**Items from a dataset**
....

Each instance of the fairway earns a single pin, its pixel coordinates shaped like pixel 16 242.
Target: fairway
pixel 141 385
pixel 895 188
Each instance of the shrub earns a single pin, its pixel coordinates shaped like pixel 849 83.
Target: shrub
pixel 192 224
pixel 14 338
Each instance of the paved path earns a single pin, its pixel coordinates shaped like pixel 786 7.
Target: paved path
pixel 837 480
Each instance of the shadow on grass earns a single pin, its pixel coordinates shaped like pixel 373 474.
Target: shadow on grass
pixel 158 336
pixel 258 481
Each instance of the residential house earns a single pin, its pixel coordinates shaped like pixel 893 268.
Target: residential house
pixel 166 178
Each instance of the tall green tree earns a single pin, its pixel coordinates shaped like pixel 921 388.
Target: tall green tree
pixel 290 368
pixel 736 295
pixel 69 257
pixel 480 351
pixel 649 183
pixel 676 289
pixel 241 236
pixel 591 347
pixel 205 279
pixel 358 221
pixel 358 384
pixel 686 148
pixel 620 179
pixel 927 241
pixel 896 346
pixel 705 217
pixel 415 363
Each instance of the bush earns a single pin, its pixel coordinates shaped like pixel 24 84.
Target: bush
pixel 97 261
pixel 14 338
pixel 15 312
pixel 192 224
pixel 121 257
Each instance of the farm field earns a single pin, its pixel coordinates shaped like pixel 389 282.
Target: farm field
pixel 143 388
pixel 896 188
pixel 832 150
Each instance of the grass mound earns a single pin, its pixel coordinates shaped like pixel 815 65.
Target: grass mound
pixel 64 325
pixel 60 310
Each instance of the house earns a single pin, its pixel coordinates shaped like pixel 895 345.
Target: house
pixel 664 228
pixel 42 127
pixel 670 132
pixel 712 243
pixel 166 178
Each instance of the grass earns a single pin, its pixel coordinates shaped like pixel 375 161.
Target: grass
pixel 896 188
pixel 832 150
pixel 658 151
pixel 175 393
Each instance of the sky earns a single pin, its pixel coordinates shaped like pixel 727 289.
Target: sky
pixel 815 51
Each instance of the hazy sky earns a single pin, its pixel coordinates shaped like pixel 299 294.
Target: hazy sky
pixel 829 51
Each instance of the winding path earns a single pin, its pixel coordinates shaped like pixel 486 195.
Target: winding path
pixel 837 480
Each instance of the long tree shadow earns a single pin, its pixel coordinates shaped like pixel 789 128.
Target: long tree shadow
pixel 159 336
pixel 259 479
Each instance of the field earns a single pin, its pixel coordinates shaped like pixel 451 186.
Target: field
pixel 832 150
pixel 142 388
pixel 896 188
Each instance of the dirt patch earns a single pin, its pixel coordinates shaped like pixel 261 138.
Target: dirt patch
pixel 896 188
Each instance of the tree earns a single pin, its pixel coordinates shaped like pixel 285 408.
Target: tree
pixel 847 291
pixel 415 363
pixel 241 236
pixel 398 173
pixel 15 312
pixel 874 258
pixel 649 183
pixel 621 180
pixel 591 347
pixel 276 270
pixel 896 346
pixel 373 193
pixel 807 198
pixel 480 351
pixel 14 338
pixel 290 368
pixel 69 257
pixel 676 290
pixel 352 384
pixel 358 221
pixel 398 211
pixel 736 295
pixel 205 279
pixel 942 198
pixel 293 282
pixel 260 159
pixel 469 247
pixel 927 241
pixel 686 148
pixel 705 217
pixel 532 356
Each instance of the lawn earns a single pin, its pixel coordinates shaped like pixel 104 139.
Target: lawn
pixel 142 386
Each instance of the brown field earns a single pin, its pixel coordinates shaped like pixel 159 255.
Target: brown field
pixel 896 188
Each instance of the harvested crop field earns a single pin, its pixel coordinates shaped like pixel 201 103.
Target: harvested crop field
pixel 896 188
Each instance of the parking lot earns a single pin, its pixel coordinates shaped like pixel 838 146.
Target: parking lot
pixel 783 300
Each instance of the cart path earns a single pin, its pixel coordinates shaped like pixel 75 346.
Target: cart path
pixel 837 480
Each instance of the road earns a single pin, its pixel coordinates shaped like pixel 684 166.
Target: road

....

**Problem description**
Pick out every line above that holds the word "road" and copy it.

**Response to the task**
Each instance of the road earns a single pin, its pixel coordinates shaped like pixel 684 166.
Target: road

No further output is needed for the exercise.